(Annotated coordinate entries)
========

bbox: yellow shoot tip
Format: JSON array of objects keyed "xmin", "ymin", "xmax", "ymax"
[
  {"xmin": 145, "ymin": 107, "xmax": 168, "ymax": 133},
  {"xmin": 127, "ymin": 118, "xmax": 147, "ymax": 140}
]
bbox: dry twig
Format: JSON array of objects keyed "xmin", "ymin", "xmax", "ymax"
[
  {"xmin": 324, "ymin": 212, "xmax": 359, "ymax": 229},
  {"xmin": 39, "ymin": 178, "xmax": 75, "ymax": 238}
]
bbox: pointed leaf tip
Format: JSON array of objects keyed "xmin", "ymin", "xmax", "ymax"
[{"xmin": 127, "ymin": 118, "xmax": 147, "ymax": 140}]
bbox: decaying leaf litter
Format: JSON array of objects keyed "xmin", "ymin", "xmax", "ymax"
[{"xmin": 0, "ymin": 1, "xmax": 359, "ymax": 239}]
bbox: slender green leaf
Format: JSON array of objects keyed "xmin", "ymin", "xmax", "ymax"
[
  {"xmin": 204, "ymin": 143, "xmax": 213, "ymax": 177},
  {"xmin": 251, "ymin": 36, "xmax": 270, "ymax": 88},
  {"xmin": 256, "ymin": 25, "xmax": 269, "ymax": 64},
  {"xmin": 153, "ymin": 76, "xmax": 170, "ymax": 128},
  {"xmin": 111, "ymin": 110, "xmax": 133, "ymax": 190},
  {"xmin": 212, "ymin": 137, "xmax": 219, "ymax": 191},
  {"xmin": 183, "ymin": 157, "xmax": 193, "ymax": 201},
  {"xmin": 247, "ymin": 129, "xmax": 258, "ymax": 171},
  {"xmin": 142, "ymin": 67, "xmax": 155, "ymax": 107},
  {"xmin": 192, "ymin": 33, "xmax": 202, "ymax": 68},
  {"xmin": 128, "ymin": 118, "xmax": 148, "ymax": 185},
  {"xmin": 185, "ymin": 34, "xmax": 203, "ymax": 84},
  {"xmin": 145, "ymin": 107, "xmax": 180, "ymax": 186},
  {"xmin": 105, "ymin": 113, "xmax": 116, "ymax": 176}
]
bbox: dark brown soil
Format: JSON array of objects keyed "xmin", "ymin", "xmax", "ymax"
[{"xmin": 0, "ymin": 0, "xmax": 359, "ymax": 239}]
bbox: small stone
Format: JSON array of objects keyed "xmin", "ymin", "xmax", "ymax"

========

# Given instruction
Reproduce the entries verbatim, starting at the line that contains "bbox: decaying leaf litter" and ending with the last line of the entries.

# Problem solution
bbox: decaying leaf litter
Format: JSON array of objects keyed "xmin", "ymin", "xmax", "ymax"
[{"xmin": 0, "ymin": 1, "xmax": 359, "ymax": 239}]
bbox: slender green leaf
Format: JSON array of objects keyed "xmin", "ymin", "xmax", "ymax"
[
  {"xmin": 204, "ymin": 143, "xmax": 213, "ymax": 177},
  {"xmin": 251, "ymin": 36, "xmax": 270, "ymax": 88},
  {"xmin": 256, "ymin": 25, "xmax": 269, "ymax": 64},
  {"xmin": 153, "ymin": 76, "xmax": 170, "ymax": 128},
  {"xmin": 111, "ymin": 110, "xmax": 133, "ymax": 190},
  {"xmin": 212, "ymin": 137, "xmax": 219, "ymax": 191},
  {"xmin": 183, "ymin": 157, "xmax": 193, "ymax": 201},
  {"xmin": 247, "ymin": 129, "xmax": 258, "ymax": 171},
  {"xmin": 142, "ymin": 67, "xmax": 155, "ymax": 107},
  {"xmin": 192, "ymin": 33, "xmax": 202, "ymax": 68},
  {"xmin": 128, "ymin": 118, "xmax": 148, "ymax": 185},
  {"xmin": 185, "ymin": 34, "xmax": 203, "ymax": 84},
  {"xmin": 145, "ymin": 107, "xmax": 180, "ymax": 186},
  {"xmin": 105, "ymin": 113, "xmax": 116, "ymax": 176}
]
bbox: dark brown soil
Format: JSON array of objects keyed "xmin", "ymin", "xmax", "ymax"
[{"xmin": 0, "ymin": 0, "xmax": 359, "ymax": 239}]
bbox: small stone
Format: JSON array of objects keyed "xmin", "ymin", "xmax", "ymax"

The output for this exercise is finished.